§ **Exercise directions**: Decide whether each statement agrees with the passage on Rokuhara Station below, answering yes or no and quoting the deciding words: 1. The station is operated by the East Japan Railway Company. 2. The station has staff on duty. 3. The station has two side platforms.

Railway station in Kanegasaki, Iwate Prefecture, Japan

Rokuhara Station (六原駅, Rokuhara-eki) is a railway station in the town of Kanegasaki, Iwate Prefecture, Japan, operated by the East Japan Railway Company (JR East).

==Lines==
Rokuhara Station is served by the Tōhoku Main Line, and is located 481.1 rail kilometers from the terminus of the line at Tokyo Station.

==Station layout==
The station has an island platform and a single side platform serving three tracks, connected to the station building by a footbridge. The station is unattended.

§ **Raw records**:
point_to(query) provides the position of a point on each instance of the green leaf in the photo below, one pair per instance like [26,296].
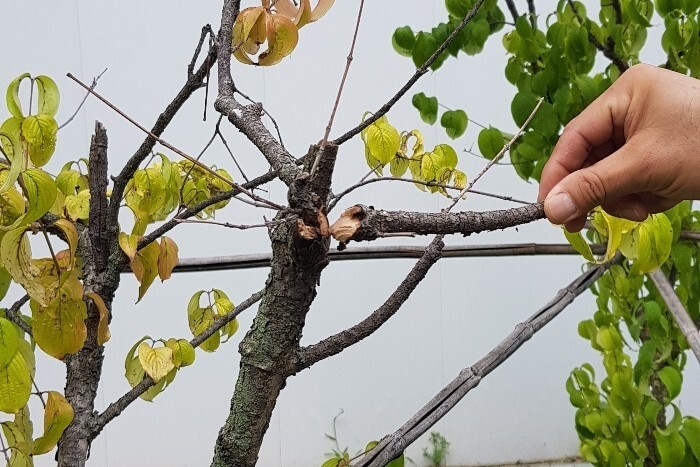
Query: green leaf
[403,40]
[579,243]
[383,141]
[691,432]
[9,341]
[49,97]
[491,142]
[672,379]
[41,193]
[12,96]
[40,133]
[455,123]
[424,47]
[156,362]
[427,106]
[57,416]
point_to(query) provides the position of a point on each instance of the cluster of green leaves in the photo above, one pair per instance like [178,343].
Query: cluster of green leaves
[616,419]
[160,360]
[432,170]
[622,420]
[422,45]
[57,299]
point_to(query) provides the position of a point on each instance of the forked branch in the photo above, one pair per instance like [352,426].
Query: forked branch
[394,444]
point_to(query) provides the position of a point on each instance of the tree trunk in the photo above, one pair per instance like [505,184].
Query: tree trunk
[100,275]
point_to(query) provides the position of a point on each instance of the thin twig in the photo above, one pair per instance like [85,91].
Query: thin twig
[262,260]
[116,408]
[423,69]
[236,226]
[680,314]
[12,314]
[336,198]
[269,115]
[500,154]
[340,89]
[394,444]
[234,185]
[87,94]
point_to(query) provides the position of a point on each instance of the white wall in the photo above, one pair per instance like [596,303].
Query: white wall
[462,309]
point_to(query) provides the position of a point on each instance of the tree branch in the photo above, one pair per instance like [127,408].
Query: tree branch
[116,408]
[262,260]
[335,344]
[608,49]
[423,69]
[247,118]
[362,223]
[197,208]
[12,314]
[680,314]
[394,444]
[193,83]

§ **Problem solution**:
1. Yes: "operated by the East Japan Railway Company (JR East)"
2. No: "The station is unattended."
3. No: "The station has an island platform and a single side platform serving three tracks"